**BRIEF**
Lines in the records below that contain the word "outline" must each be copied.

(Natural-language object grounding data)
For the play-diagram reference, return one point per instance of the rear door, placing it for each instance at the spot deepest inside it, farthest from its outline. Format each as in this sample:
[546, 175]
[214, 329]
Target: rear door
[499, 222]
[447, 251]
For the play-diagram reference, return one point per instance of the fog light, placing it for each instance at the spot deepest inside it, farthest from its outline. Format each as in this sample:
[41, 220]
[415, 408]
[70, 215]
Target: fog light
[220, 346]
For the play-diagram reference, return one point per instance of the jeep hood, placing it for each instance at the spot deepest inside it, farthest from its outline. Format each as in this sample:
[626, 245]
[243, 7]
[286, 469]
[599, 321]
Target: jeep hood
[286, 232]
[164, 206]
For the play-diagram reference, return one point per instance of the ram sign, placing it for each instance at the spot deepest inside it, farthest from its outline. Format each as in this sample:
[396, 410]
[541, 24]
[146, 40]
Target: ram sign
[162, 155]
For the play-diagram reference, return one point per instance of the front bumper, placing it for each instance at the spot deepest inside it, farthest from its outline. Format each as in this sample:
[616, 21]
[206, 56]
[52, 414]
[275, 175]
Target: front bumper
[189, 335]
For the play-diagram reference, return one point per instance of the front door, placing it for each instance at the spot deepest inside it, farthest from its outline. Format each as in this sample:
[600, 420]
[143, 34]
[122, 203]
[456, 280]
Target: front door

**RESPONSE TO THIS EXERCISE**
For the play-diagram reference, return one point per instance of the rear door, placing it for each instance at the spot deepest inside it, farthest from its outline. Format each as in this sample:
For the play-diagram reference, return one point per instance of the fog light, placing it for each instance at the spot deepest inside it, farthest from its outline. Format each as in this sample:
For the play-diagram reference, return one point per instance of the jeep hood, placing it for each instance at the spot deepest inside it, farthest from its outline. Format each as in this sample:
For the play-diagram reference, return one point per instance of the ram sign, placing it for each instance at the spot deepest inside it, farthest from its outline. Format each as in this sample:
For the play-diagram reference, return one point per instance of the front bumper, placing it for each instance at the spot deepest inside it, farthest from its outline. Format each as in this sample:
For the play-diagram reference, return one point per instance of the front door, placing it for each instance at the spot deepest inside it, farthest from its outline. Format each as in this sample:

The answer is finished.